Object pointing data rows
** BEGIN **
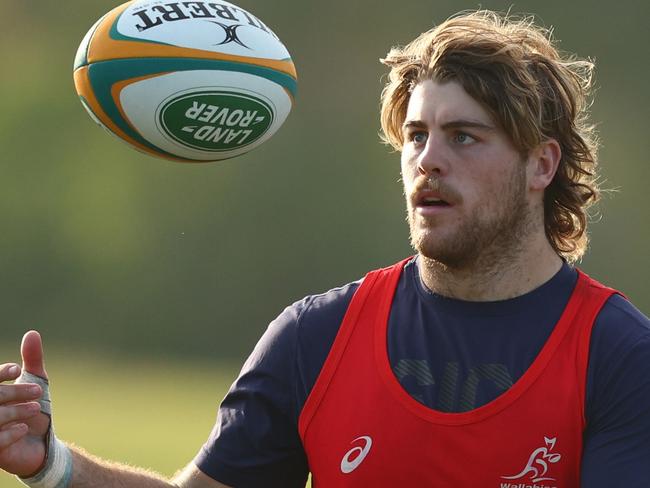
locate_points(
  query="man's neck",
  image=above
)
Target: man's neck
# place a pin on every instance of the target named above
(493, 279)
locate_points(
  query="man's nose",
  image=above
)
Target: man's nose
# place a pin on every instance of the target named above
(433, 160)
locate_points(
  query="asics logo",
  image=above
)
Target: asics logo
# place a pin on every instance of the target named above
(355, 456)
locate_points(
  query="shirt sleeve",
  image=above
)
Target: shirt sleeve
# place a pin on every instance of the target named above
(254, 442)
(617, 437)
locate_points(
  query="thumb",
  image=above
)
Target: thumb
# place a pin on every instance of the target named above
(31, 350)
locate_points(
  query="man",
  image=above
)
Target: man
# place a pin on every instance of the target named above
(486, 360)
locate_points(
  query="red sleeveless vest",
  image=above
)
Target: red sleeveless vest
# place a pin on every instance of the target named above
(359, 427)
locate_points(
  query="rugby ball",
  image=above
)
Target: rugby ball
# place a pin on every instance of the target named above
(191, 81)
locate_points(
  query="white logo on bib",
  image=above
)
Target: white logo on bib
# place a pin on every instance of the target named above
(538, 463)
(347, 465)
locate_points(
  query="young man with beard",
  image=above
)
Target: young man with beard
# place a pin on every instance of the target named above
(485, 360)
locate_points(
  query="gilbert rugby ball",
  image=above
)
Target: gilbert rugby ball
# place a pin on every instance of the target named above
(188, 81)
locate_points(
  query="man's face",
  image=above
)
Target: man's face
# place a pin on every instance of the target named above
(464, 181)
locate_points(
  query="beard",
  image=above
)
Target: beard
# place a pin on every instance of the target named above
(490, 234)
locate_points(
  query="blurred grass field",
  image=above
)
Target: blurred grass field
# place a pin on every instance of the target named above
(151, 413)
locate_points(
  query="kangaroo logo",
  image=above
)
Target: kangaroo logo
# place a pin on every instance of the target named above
** END **
** BEGIN **
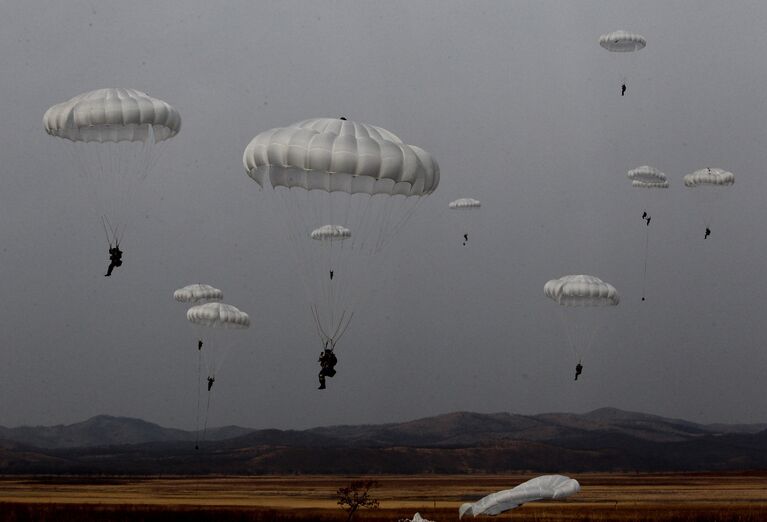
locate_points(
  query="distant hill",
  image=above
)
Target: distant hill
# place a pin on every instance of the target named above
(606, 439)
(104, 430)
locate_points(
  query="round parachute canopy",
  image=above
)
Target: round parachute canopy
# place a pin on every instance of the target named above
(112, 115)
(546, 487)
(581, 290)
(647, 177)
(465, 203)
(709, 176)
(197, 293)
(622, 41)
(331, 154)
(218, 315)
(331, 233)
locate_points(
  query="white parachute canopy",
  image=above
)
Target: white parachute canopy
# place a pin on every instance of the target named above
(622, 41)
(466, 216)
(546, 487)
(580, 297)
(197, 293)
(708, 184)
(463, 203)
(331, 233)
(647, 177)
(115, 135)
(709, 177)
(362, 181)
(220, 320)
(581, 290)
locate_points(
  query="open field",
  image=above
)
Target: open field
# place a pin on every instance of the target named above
** END **
** BEGIN **
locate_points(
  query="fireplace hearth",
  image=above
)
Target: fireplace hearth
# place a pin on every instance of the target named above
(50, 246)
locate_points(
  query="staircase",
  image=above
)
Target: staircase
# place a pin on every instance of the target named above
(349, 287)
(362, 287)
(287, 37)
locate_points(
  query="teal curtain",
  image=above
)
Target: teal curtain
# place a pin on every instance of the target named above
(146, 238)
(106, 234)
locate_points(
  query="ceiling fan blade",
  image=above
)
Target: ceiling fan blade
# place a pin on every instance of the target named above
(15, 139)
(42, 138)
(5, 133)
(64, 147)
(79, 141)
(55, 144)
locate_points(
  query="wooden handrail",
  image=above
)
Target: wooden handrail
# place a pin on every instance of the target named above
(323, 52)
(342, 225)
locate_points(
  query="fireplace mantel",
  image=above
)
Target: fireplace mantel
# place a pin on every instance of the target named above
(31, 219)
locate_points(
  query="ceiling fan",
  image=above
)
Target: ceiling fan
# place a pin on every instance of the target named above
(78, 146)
** END **
* EXERCISE GOAL:
Pull out each line of the data above that contains the word "hearth", and list those lines.

* RESULT BELOW:
  query="fireplace hearth",
Target: fireplace hearth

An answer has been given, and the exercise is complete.